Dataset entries

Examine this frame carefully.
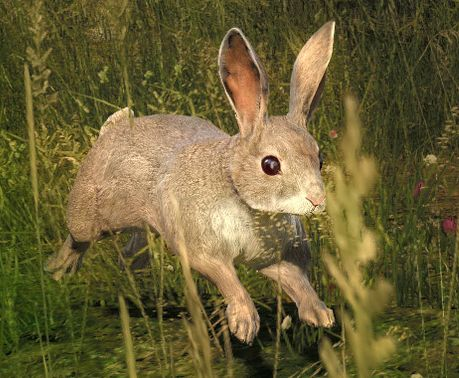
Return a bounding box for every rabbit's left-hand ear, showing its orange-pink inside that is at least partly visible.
[218,28,268,137]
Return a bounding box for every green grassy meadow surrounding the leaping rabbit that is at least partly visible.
[0,0,459,378]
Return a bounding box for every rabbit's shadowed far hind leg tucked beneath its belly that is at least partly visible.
[119,230,150,271]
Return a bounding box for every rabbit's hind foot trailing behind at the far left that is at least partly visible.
[45,234,90,281]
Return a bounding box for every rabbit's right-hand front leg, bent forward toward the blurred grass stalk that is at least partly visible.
[260,261,335,328]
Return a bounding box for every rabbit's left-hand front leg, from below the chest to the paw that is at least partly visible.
[190,256,260,344]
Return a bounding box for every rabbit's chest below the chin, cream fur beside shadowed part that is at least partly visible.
[212,204,300,269]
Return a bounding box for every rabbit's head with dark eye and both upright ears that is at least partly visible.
[219,22,335,214]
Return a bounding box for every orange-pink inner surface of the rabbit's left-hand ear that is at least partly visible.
[224,34,260,123]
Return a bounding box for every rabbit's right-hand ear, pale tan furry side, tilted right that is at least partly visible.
[287,21,335,126]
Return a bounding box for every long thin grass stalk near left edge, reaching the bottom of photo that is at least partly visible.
[24,64,51,377]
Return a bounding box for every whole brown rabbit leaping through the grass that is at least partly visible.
[47,22,335,344]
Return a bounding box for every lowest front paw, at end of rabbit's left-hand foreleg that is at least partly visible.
[226,301,260,344]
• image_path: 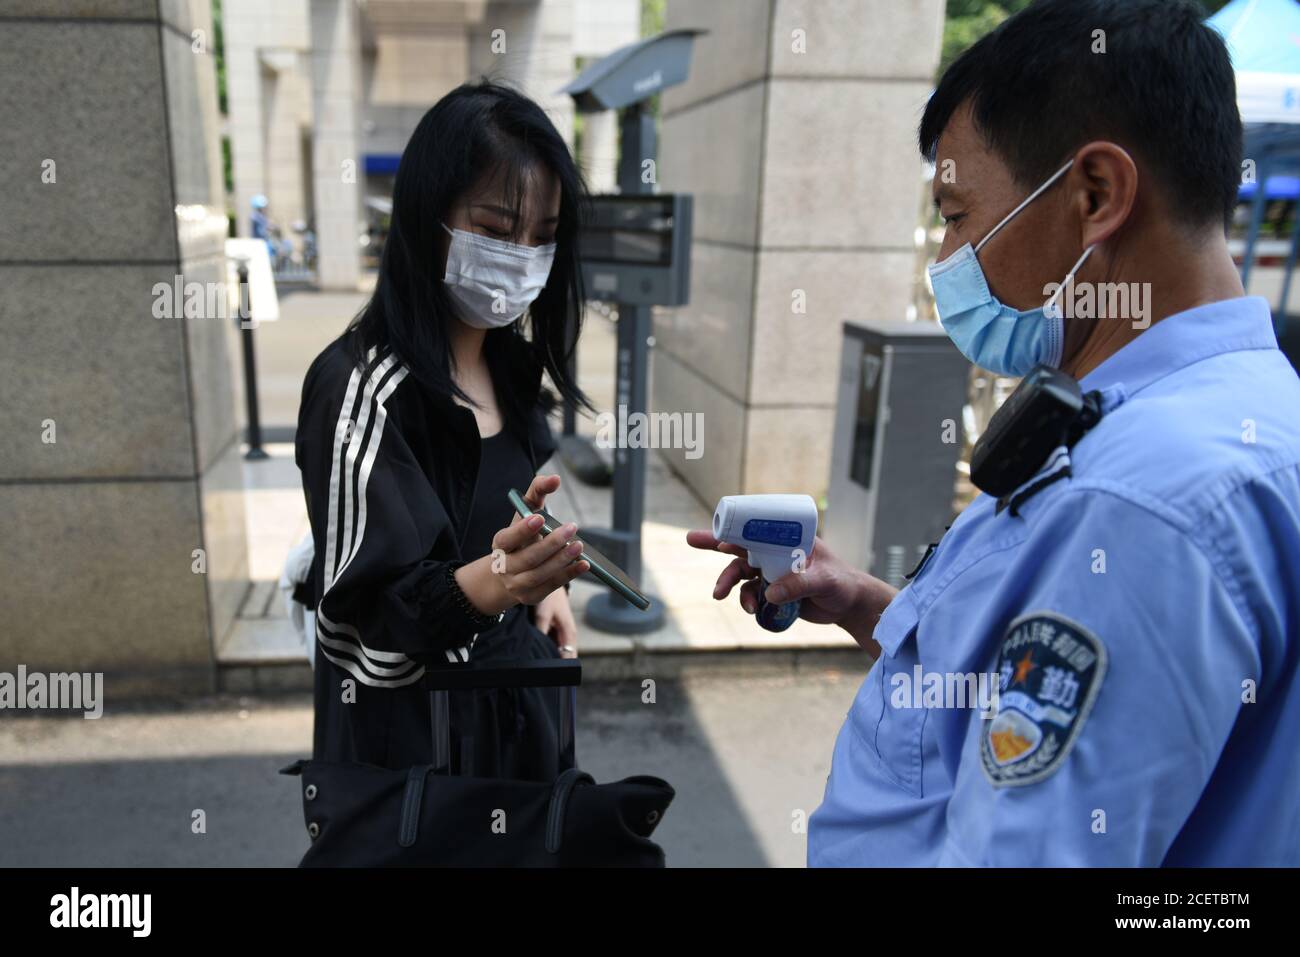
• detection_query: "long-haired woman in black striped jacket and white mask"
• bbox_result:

### Your goal
Only the lines from the one containing "Return a bounding box for every whole" through the end of the records above should be retyped, exactly as they stand, with any pictures left out.

### Answer to this problem
Return a bounding box for every whole brown rabbit leaping through the grass that is at least partly visible.
[47,22,335,344]
Return a bounding box for every lowest front paw, at end of rabbit's left-hand foreleg that is at least partly visible.
[226,301,260,344]
• image_path: 
• detection_query: "long-haired woman in black striped jacket and white mask"
• bbox_result:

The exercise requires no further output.